**Your instructions**
An exact reproduction of the records is required. Images must be left out.

**Material for the task**
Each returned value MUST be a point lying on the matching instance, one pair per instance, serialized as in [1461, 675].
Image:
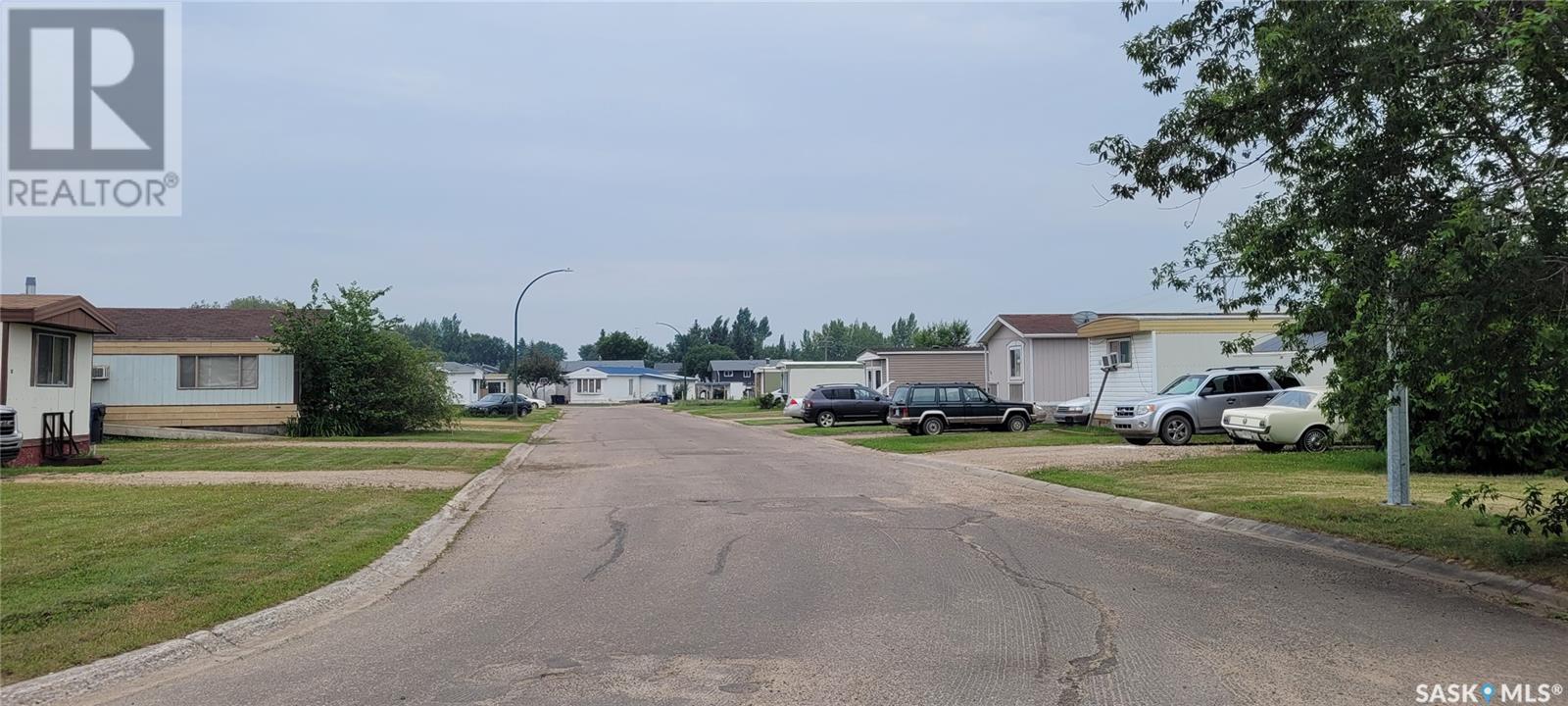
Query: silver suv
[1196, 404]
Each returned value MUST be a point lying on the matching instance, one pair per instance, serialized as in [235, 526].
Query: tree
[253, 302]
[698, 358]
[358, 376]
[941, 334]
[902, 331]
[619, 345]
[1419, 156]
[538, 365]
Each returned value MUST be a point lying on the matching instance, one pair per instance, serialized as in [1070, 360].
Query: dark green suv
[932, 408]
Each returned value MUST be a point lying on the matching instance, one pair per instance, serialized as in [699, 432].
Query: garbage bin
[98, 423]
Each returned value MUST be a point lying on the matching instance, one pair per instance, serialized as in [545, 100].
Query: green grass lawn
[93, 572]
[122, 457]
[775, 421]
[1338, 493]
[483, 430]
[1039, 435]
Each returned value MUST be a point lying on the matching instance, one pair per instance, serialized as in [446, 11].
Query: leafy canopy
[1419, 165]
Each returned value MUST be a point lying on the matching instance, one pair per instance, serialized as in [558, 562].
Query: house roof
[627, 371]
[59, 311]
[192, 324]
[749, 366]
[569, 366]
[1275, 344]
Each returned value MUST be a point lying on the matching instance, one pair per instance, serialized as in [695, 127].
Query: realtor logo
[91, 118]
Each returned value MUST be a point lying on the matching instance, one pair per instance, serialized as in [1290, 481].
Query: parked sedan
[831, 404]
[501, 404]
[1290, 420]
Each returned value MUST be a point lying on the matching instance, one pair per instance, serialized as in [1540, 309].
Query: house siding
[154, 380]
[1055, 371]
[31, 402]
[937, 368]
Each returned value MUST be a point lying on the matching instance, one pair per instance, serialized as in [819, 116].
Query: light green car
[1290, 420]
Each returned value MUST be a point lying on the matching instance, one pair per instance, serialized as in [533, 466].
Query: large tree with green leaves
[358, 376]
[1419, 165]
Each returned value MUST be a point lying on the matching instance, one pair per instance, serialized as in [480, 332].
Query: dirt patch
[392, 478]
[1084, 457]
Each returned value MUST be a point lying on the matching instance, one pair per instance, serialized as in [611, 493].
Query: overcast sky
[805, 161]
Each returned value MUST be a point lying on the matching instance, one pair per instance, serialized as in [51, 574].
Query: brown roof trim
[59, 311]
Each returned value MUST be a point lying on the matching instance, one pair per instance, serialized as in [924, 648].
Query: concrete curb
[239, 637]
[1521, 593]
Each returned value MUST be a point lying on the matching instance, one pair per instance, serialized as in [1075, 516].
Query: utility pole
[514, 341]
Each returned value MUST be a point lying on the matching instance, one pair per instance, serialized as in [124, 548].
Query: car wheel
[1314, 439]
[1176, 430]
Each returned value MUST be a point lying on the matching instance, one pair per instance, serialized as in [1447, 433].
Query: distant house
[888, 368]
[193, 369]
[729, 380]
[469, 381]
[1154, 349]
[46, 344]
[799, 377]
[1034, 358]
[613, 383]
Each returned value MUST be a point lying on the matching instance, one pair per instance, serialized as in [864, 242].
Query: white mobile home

**Worked solution**
Each returned value MUST be a point lying on the matching instance, one pair per instance, serialized as in [1461, 675].
Image:
Query: silver suv
[1196, 404]
Each returned value MUST be a point lying on the matching instance, one pair per instance, serialized as in [235, 526].
Query: tree
[253, 302]
[698, 358]
[358, 376]
[941, 334]
[902, 331]
[619, 345]
[1419, 156]
[538, 365]
Each returned value MUST be a point lying on the matching instance, one pair per instance, serialized as in [1070, 360].
Query: dark green suv
[932, 408]
Each returned value MUST be a point lying on the matching instance, one pair per instance, serialized as in [699, 432].
Query: garbage bin
[98, 423]
Each returned value MUST be a point lying on the matching instance, one pair per instance, serialized as in [545, 100].
Query: green grass lawn
[93, 572]
[122, 457]
[775, 421]
[1338, 493]
[483, 430]
[1039, 435]
Each returned value MUST be a point lying on the matching instance, one pair per instance, serialized as in [446, 11].
Query: leafy canopy
[1419, 165]
Each returned value MUST be a point lying on the matching instance, one pair per instance, serialized as in [558, 562].
Query: house roof
[627, 371]
[59, 311]
[192, 324]
[749, 366]
[569, 366]
[1275, 344]
Each returned value MUST be a point lying on the matching instance, one pair per instance, serialized as in [695, 127].
Query: realtor logo
[91, 118]
Each returned value MUST be a point lying on the matching instance, one pair per instance, serialized as in [1290, 481].
Query: parked sedan
[831, 404]
[501, 404]
[1290, 420]
Each returned value MUST be a point lying on the matching instance, one pair per instance, serialized as in [1540, 309].
Query: house siding
[154, 380]
[1055, 371]
[31, 402]
[937, 368]
Each returned value MUST be a point lying on the matching instance, one pair per instance, serialized as in [819, 116].
Query: light green car
[1290, 420]
Each returned value MUST be a point lying on the matching instance, one pair per instance, serialized as in [533, 466].
Query: large tree with green leaves
[358, 376]
[1419, 165]
Each returned value MUST be a point lying on the matching instance, one pair per instance, serialized as in [480, 332].
Query: dirt patch
[392, 478]
[1084, 457]
Each returned value MUST be a point lying on the matching instance, one pair per instance, serialized as in [611, 493].
Query: overcast sky
[805, 161]
Each returned value MUST be a point lying on the matching instance, one pair per instance, serialized as in [51, 574].
Query: brown roof trim
[59, 311]
Each returned value MUST be a point lying on the matching instance, one pair per instance, serialized as in [924, 648].
Query: concrete curb
[239, 637]
[1521, 593]
Each returned value MUST be a point lying on the matching instance, one pair per instance, serialized as in [1075, 516].
Query: utility pole
[514, 341]
Each returned value MUST be a point lying on the matching instance, one pair per instance, serialized as in [124, 548].
Query: car wheel
[1314, 439]
[1176, 430]
Each returned value MUST be a point lying on the matching instance, one pair per instance, serialized as in [1447, 433].
Query: distant house
[888, 368]
[193, 369]
[729, 380]
[469, 381]
[1154, 349]
[46, 344]
[799, 377]
[1034, 358]
[613, 383]
Each returned value MUST be a point lying on the matching instance, one pair per instance, serialized as in [864, 242].
Query: white mobile home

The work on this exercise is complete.